- Work instructions
Reproduce exactly the lines from the one containing "the building window" through the last line of the data, both ends included.

# start of Materials provided

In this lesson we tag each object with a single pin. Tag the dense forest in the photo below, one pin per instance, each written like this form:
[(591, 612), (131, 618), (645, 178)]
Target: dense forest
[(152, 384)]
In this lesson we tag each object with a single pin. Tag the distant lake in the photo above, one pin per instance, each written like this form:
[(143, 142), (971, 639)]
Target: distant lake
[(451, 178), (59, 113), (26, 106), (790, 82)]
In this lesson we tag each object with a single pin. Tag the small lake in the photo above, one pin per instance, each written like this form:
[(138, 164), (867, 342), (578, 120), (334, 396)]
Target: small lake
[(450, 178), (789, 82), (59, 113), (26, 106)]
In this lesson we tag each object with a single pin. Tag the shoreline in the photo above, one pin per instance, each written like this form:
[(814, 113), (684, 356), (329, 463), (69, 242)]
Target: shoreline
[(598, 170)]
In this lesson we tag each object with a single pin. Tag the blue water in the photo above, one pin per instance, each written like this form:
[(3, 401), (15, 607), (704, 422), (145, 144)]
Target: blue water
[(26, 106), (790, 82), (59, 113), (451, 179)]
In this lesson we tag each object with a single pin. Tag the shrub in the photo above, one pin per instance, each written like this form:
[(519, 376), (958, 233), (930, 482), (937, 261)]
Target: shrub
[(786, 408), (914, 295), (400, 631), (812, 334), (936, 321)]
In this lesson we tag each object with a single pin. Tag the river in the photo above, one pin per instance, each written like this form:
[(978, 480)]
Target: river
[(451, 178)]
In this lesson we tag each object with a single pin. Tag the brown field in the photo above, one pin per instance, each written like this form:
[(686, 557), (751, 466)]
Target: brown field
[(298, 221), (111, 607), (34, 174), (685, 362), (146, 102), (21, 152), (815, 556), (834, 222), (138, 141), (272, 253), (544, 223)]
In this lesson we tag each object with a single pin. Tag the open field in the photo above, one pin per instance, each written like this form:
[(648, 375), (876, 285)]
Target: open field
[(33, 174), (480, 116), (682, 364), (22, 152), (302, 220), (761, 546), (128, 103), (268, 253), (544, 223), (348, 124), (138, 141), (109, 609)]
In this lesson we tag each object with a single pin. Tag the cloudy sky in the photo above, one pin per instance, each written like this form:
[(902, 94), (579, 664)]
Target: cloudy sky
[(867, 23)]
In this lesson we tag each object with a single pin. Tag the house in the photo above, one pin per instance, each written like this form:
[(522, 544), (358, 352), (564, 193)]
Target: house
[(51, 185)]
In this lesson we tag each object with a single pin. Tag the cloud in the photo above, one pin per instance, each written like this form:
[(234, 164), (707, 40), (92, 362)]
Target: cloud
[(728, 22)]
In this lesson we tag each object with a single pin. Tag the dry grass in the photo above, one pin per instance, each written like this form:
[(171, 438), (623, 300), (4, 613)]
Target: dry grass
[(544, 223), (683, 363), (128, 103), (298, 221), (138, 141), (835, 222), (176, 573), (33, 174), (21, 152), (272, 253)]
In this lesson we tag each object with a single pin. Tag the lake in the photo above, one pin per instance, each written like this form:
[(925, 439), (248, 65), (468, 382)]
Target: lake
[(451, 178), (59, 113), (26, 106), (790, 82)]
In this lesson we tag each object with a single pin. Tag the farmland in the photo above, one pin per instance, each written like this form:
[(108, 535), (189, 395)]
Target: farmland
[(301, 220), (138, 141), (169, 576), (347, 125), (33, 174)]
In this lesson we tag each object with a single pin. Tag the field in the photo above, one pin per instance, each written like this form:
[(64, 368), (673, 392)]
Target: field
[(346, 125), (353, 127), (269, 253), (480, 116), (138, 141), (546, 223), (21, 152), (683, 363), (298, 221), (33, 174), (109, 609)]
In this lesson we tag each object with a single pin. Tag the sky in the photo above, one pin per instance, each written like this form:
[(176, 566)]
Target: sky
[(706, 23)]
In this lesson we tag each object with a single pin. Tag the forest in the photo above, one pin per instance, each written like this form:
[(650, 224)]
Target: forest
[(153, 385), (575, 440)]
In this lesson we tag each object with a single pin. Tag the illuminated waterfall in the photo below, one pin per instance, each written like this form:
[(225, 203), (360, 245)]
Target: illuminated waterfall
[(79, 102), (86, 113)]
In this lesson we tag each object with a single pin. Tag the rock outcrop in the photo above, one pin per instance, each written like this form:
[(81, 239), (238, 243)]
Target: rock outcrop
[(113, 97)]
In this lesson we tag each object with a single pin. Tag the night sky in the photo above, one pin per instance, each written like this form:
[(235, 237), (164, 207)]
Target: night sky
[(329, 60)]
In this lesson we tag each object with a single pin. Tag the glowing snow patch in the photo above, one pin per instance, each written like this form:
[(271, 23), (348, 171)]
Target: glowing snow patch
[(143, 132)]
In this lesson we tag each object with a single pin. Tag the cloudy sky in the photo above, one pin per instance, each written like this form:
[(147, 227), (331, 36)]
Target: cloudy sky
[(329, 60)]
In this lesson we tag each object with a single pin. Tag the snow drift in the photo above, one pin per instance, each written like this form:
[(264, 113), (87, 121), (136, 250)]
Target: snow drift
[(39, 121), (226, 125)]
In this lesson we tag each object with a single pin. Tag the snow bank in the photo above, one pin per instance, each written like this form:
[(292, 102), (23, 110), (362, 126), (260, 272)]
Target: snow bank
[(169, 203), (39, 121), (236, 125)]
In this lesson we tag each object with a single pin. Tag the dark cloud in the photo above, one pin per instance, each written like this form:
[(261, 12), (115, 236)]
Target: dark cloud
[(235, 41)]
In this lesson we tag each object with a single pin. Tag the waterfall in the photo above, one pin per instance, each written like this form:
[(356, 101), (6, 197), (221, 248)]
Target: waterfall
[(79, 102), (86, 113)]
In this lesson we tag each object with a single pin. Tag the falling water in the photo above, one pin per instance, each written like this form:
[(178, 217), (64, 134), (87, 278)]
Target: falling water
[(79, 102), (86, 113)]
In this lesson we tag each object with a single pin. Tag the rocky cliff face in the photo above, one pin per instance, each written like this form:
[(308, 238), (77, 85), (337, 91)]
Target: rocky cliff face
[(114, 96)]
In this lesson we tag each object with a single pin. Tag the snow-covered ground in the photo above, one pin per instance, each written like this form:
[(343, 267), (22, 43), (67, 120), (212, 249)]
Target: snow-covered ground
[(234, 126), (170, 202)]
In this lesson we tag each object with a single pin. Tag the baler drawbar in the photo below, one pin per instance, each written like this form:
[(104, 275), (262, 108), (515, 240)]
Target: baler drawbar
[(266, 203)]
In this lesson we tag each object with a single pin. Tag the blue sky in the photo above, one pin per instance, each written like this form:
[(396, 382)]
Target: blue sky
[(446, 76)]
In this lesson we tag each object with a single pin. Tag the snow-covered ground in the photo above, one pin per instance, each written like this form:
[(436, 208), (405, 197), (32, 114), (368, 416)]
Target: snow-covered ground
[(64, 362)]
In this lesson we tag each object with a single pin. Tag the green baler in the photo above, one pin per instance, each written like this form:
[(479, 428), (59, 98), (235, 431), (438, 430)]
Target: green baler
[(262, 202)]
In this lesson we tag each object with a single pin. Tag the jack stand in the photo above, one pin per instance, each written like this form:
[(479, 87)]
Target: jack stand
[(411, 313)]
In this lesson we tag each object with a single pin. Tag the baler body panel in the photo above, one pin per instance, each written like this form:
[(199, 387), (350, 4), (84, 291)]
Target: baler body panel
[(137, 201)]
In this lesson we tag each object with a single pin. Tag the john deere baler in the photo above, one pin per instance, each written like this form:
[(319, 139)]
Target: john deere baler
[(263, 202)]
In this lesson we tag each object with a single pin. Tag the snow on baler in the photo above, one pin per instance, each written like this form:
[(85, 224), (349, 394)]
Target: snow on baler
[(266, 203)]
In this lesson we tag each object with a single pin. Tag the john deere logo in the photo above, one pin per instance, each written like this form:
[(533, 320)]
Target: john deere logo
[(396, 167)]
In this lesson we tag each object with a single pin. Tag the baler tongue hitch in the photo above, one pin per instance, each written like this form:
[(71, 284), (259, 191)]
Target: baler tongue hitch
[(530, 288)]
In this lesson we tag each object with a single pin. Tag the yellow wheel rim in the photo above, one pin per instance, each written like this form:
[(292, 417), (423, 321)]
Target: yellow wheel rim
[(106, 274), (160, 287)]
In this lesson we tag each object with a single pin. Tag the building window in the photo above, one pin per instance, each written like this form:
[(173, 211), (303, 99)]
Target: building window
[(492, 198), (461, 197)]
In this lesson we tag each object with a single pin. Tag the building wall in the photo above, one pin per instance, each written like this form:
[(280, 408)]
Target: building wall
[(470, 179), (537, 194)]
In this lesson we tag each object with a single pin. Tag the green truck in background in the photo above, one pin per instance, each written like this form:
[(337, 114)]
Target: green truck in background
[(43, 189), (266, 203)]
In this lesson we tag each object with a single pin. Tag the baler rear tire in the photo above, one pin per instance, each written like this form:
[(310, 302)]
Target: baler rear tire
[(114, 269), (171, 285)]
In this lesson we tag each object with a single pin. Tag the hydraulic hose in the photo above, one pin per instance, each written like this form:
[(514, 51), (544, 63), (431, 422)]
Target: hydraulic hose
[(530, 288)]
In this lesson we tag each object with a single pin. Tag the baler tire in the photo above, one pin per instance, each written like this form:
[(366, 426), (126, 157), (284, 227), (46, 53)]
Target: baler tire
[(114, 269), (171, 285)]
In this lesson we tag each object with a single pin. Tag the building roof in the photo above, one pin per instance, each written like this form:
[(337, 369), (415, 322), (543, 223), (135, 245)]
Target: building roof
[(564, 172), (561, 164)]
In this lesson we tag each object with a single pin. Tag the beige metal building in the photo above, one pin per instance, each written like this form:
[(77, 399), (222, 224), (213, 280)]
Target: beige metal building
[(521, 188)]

# end of Materials provided

- In response
In this lesson we tag each object with a single pin. Tag the building window in the photo above, one pin per instance, each written like this form:
[(173, 211), (303, 99)]
Target: building window
[(492, 198), (461, 197)]
In this lesson we tag each object with a single pin. Tag the building wall in the photo above, one pin per instance, each written like this form:
[(280, 408)]
Target: building wall
[(470, 179), (537, 194)]
In this lesson we tag each object with a single pin. Tag the green truck in background in the photo above, one pin per instance, each written like this form:
[(337, 114)]
Target: green truck in background
[(43, 189), (266, 203)]
In this lesson we tag each object with a single pin. Tag the baler rear tire in the photo above, one pin per instance, each written like this form:
[(310, 302)]
Target: baler rear tire
[(114, 269), (171, 285)]
In this lesson we tag each object with a single pin. Tag the hydraulic hose in the photo above, one pin per instance, each written like this form:
[(514, 51), (544, 63), (431, 422)]
Target: hydraulic hose
[(530, 288)]
In this lesson we tag each object with a single pin. Tag the baler tire in the photo above, one pin per instance, each written like this form:
[(366, 426), (126, 157), (284, 227), (46, 53)]
Target: baler tire
[(114, 269), (171, 285)]
In this lesson we tag each object with a single pin. Tag the building roof in the photo above, one pin per instance, each written like this form:
[(337, 369), (415, 322), (543, 223), (135, 245)]
Target: building roof
[(564, 172), (561, 164)]
In this lesson we tag each object with a single pin. Tag the beige metal building in the photo above, one pin per instance, each written like this form:
[(77, 399), (222, 224), (213, 280)]
Target: beige metal building
[(521, 188)]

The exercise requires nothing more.